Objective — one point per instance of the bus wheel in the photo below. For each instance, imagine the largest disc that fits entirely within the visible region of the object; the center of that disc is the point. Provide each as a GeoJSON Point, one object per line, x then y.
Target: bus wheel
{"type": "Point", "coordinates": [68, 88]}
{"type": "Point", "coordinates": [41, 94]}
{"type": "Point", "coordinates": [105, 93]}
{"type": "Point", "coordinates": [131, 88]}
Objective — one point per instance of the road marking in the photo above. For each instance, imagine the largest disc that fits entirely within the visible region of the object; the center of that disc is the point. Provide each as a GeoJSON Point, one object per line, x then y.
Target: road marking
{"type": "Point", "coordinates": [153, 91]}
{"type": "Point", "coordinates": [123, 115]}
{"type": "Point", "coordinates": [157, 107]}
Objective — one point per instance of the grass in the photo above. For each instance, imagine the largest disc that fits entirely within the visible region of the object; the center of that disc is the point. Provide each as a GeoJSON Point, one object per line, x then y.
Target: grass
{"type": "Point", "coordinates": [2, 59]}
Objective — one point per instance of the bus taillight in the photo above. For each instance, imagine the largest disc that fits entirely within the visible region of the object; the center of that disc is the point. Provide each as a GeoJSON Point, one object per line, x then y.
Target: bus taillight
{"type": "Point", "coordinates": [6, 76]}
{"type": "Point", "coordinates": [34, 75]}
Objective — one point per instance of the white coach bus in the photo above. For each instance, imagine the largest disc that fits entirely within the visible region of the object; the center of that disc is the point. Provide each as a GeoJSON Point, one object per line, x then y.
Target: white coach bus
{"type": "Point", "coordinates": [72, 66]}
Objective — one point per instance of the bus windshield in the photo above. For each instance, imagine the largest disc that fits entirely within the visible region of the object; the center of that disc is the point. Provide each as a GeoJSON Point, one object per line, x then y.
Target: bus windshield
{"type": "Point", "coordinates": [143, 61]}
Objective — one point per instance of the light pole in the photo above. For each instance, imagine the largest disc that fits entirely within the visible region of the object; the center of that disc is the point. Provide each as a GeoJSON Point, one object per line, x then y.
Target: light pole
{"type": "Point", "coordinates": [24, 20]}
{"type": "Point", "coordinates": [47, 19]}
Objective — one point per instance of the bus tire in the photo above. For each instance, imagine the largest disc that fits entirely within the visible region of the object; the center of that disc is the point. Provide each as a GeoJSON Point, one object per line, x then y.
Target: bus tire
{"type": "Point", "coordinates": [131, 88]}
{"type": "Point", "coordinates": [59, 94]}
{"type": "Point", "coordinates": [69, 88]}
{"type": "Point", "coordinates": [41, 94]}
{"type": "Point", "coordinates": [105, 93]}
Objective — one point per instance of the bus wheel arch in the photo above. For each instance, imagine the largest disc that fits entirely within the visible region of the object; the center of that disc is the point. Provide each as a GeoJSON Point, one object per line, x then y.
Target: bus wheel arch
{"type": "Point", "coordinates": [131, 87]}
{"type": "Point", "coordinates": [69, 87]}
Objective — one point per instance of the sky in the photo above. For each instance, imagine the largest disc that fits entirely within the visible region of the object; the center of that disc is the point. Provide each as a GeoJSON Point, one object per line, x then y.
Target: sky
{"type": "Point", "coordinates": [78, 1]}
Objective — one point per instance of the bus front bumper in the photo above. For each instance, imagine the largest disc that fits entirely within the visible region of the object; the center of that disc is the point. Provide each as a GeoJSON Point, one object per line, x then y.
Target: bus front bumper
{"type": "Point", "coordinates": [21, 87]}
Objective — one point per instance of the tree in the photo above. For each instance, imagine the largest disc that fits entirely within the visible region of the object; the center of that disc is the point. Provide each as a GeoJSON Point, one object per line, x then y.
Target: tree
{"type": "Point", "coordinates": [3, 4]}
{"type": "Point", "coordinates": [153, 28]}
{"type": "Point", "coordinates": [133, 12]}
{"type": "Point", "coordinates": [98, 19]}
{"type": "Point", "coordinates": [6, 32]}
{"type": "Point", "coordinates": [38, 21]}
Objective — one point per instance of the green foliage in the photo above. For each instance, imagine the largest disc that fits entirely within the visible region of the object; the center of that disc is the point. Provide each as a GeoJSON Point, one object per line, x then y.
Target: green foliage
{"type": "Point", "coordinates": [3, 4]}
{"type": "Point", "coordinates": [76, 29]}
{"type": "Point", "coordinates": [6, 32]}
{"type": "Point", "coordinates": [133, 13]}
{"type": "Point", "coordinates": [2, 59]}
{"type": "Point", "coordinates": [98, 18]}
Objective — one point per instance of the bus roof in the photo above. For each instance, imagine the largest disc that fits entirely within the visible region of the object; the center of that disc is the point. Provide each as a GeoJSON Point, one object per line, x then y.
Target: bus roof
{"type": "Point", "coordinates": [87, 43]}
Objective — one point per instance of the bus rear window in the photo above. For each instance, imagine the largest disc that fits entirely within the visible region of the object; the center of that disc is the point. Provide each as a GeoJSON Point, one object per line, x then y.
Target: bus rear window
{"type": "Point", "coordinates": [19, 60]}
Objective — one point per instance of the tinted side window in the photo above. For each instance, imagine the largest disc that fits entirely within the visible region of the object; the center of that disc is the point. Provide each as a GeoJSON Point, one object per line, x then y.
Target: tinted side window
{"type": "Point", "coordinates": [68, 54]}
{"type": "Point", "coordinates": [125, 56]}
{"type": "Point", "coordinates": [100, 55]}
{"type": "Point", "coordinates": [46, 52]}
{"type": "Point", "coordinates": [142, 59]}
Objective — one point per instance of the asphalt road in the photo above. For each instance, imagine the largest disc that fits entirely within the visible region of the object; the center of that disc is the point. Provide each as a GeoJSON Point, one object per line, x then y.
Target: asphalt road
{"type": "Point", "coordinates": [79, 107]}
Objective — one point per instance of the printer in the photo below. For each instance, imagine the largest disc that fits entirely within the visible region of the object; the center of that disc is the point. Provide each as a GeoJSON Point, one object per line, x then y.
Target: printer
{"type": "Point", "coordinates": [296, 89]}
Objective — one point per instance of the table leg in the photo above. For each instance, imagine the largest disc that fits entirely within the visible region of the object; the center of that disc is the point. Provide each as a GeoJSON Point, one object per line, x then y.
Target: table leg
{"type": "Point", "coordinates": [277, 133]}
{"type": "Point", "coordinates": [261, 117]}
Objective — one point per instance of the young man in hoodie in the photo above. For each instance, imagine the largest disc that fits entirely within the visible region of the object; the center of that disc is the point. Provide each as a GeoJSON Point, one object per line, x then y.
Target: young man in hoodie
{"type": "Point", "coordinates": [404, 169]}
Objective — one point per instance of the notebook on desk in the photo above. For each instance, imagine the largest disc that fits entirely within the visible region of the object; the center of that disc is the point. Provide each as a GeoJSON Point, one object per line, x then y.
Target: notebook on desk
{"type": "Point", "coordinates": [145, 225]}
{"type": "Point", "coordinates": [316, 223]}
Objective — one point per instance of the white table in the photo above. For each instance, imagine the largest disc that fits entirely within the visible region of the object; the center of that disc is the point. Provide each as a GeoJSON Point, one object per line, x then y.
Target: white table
■ ■ ■ ■
Turn the lines above into a numbered list, leaving out any blank lines.

» **Final result**:
1. Objective — one point per instance of the bus wheel in the photo below. For each instance, imagine the largest disc that fits entirely within the visible region of the object; the center of that disc is the point. Provide each as a GeoJSON Point, one object per line, x then y.
2. Target: bus wheel
3. {"type": "Point", "coordinates": [68, 88]}
4. {"type": "Point", "coordinates": [41, 94]}
5. {"type": "Point", "coordinates": [105, 93]}
6. {"type": "Point", "coordinates": [131, 88]}
7. Objective — one point per instance of the road marking in the photo above. For each instance, imagine the largest disc that fits entirely within the visible region of the object; the center of that disc is the point. Provide each as a GeoJSON Point, one object per line, x then y.
8. Target: road marking
9. {"type": "Point", "coordinates": [153, 91]}
10. {"type": "Point", "coordinates": [123, 115]}
11. {"type": "Point", "coordinates": [157, 107]}
12. Objective — one point per instance of the grass in the photo above. For each instance, imagine the largest disc that fits entirely within the visible region of the object; the center of that disc is the point. Provide each as a GeoJSON Point, one object per line, x then y.
13. Target: grass
14. {"type": "Point", "coordinates": [2, 59]}
15. Objective — one point per instance of the bus taillight in the photo above. For each instance, imagine the largest disc that fits entirely within the visible region of the object; the center of that disc is the point. Provide each as a GeoJSON Point, one object per line, x then y.
16. Target: bus taillight
17. {"type": "Point", "coordinates": [6, 76]}
18. {"type": "Point", "coordinates": [34, 75]}
19. Objective — one point per instance of the white coach bus in the photo above. For each instance, imagine the largest disc that fits entirely within the visible region of the object; the center of that disc is the point. Provide each as a GeoJSON Point, one object per line, x then y.
20. Target: white coach bus
21. {"type": "Point", "coordinates": [72, 66]}
22. Objective — one point per instance of the bus windshield in the photo above. For each instance, imagine the largest disc that fits entirely within the visible region of the object; the center of that disc is the point. Provide each as a GeoJSON Point, one object per line, x then y.
23. Target: bus windshield
24. {"type": "Point", "coordinates": [143, 61]}
25. Objective — one point per instance of the light pole in the photo above. For each instance, imagine the largest disc that fits entirely within the visible region of the object; the center of that disc is the point. Provide each as a GeoJSON Point, one object per line, x then y.
26. Target: light pole
27. {"type": "Point", "coordinates": [24, 20]}
28. {"type": "Point", "coordinates": [47, 19]}
29. Objective — one point per instance of the bus tire in the photo above. For each instance, imagine the largest disc that fits entirely within the visible region of the object; the center of that disc is the point. Provide each as a GeoJSON Point, one object per line, x then y.
30. Target: bus tire
31. {"type": "Point", "coordinates": [131, 88]}
32. {"type": "Point", "coordinates": [59, 94]}
33. {"type": "Point", "coordinates": [69, 88]}
34. {"type": "Point", "coordinates": [41, 94]}
35. {"type": "Point", "coordinates": [105, 93]}
36. Objective — one point per instance of the bus wheel arch in the photo above. For each instance, imagine the largest disc that fits entirely within the visible region of the object; the center of that disc is the point. Provide each as a GeoJSON Point, one object per line, x then y.
37. Target: bus wheel arch
38. {"type": "Point", "coordinates": [131, 87]}
39. {"type": "Point", "coordinates": [69, 87]}
40. Objective — one point per instance of the sky in the photo above. For each instance, imagine the largest disc that fits entirely within the visible region of the object; the center of that disc is the point. Provide each as a GeoJSON Point, one object per line, x then y.
41. Target: sky
42. {"type": "Point", "coordinates": [78, 1]}
43. Objective — one point per instance of the bus front bumper in the photo above. For each instance, imagine the largest disc that fits entirely within the visible region of the object; the center of that disc is the point. Provide each as a GeoJSON Point, one object per line, x then y.
44. Target: bus front bumper
45. {"type": "Point", "coordinates": [21, 87]}
46. Objective — one point per instance of the tree in the photo above. For each instance, imagine the largest disc that fits entirely within the visible region of the object; the center of that disc is the point. Provide each as a GeoJSON Point, one object per line, x then y.
47. Target: tree
48. {"type": "Point", "coordinates": [3, 4]}
49. {"type": "Point", "coordinates": [153, 28]}
50. {"type": "Point", "coordinates": [133, 12]}
51. {"type": "Point", "coordinates": [98, 19]}
52. {"type": "Point", "coordinates": [6, 32]}
53. {"type": "Point", "coordinates": [38, 21]}
54. Objective — one point per instance of the green foliage in the photo above. For each instance, imagine the largest disc that fits entirely within the visible region of the object; the center of that disc is the point. Provide each as a GeoJSON Point, one object per line, x then y.
55. Target: green foliage
56. {"type": "Point", "coordinates": [3, 4]}
57. {"type": "Point", "coordinates": [76, 29]}
58. {"type": "Point", "coordinates": [6, 32]}
59. {"type": "Point", "coordinates": [133, 13]}
60. {"type": "Point", "coordinates": [2, 59]}
61. {"type": "Point", "coordinates": [98, 18]}
62. Objective — one point per instance of the bus roof in the photo above. For each instance, imagine the largest disc that fits entirely within the visible region of the object; the center of that disc is the point. Provide each as a GeoJSON Point, one object per line, x then y.
63. Target: bus roof
64. {"type": "Point", "coordinates": [87, 43]}
65. Objective — one point per instance of the bus rear window in the photo above. For each instance, imagine the largest disc that fits entirely within the visible region of the object; the center of that disc is the point. Provide each as a GeoJSON Point, one object per line, x then y.
66. Target: bus rear window
67. {"type": "Point", "coordinates": [19, 60]}
68. Objective — one point per instance of the tinted side window in the photo above. For each instance, imagine the largest disc that fits entirely within the visible region of the object; the center of that disc is the point. Provide each as a GeoJSON Point, one object per line, x then y.
69. Target: tinted side window
70. {"type": "Point", "coordinates": [68, 54]}
71. {"type": "Point", "coordinates": [125, 56]}
72. {"type": "Point", "coordinates": [100, 55]}
73. {"type": "Point", "coordinates": [46, 52]}
74. {"type": "Point", "coordinates": [142, 59]}
75. Objective — one point per instance of the asphalt road in the photo above. For each instance, imagine the largest disc that fits entirely within the visible region of the object; the center of that disc is the point. Provide each as a GeoJSON Point, one object per line, x then y.
76. Target: asphalt road
77. {"type": "Point", "coordinates": [79, 107]}
78. Objective — one point per instance of the printer in the photo below. For each instance, imagine the largest disc that fits entirely within the visible region of the object; the center of that disc is the point. Provide each as a GeoJSON Point, one object per line, x then y.
79. Target: printer
80. {"type": "Point", "coordinates": [296, 89]}
81. Objective — one point per instance of the table leg in the photo above. For each instance, imagine the largest disc that fits entirely within the visible region of the object; the center of that disc is the point. Provide each as a GeoJSON Point, one object per line, x then y.
82. Target: table leg
83. {"type": "Point", "coordinates": [277, 133]}
84. {"type": "Point", "coordinates": [261, 117]}
85. Objective — one point per instance of the young man in hoodie in the photo above. For each instance, imagine the largest disc that fits entirely within the visible region of the object; the center of that disc is the point. Provide each as a GeoJSON Point, one object per line, x then y.
86. Target: young man in hoodie
87. {"type": "Point", "coordinates": [404, 169]}
88. Objective — one point per instance of the notebook on desk in the photo above. For each instance, imagine the largest disc that fits entirely within the visible region of the object; the center of that disc is the point. Provide each as a GeoJSON Point, one object per line, x then y.
89. Target: notebook on desk
90. {"type": "Point", "coordinates": [145, 225]}
91. {"type": "Point", "coordinates": [316, 223]}
92. Objective — one point per instance of the white table in the photo above. For each instance, imagine the largest disc that fits entirely within the visible region of the object; the center of that disc is the point. Provide each as a GeoJSON Point, one object per line, x then y.
93. Target: white table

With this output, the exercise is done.